» WHAT TO WORK ON: Change every "rough mask" in these rows to "coarse mask" and keep everything else the same. Leave the pictures out of your answer.

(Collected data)

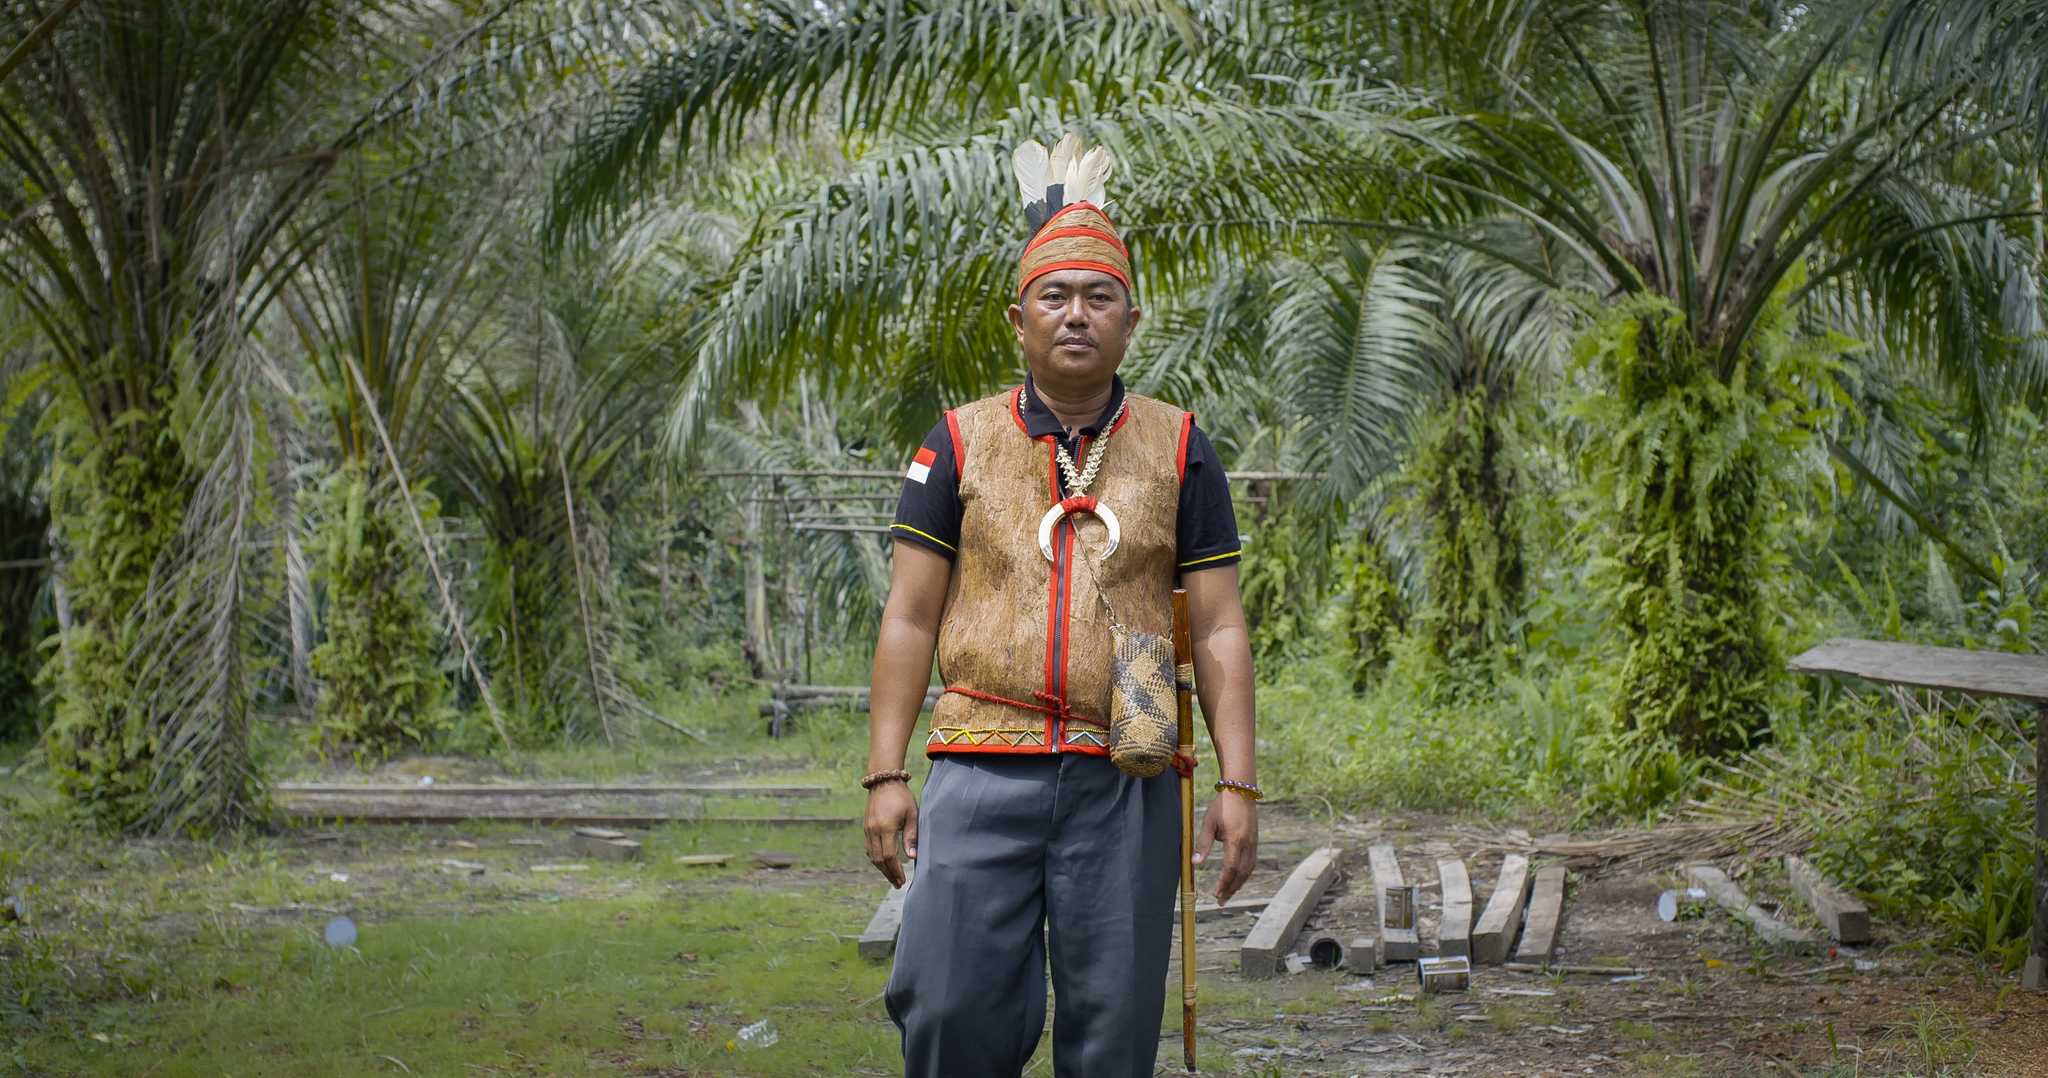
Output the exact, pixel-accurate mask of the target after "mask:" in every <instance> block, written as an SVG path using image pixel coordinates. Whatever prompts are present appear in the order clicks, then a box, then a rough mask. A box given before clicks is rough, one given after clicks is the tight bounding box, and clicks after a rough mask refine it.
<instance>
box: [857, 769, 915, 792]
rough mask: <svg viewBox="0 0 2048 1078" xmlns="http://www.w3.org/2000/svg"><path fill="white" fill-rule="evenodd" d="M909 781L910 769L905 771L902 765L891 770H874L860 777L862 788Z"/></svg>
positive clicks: (863, 788)
mask: <svg viewBox="0 0 2048 1078" xmlns="http://www.w3.org/2000/svg"><path fill="white" fill-rule="evenodd" d="M907 781H909V771H903V769H901V766H899V769H891V771H872V773H868V775H862V777H860V789H874V787H879V785H883V783H907Z"/></svg>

» OUTPUT BELOW:
Output the exact, pixel-accurate mask of the target after "mask:" in every <instance> block, written as an SVG path using image pixel coordinates. Whatever prompts are present appear in the order clicks, then a box, then a coarse mask. A box given before clicks is rough, one given after clicks is the tight bounding box, and clicks after a coarse mask refine it.
<instance>
box: [857, 769, 915, 792]
coarse mask: <svg viewBox="0 0 2048 1078" xmlns="http://www.w3.org/2000/svg"><path fill="white" fill-rule="evenodd" d="M909 781L910 769L905 771L902 765L891 770H874L860 777L862 788Z"/></svg>
positive clicks: (863, 788)
mask: <svg viewBox="0 0 2048 1078" xmlns="http://www.w3.org/2000/svg"><path fill="white" fill-rule="evenodd" d="M907 781H909V771H903V769H901V766H899V769H891V771H872V773H868V775H862V777H860V789H874V787H879V785H883V783H907Z"/></svg>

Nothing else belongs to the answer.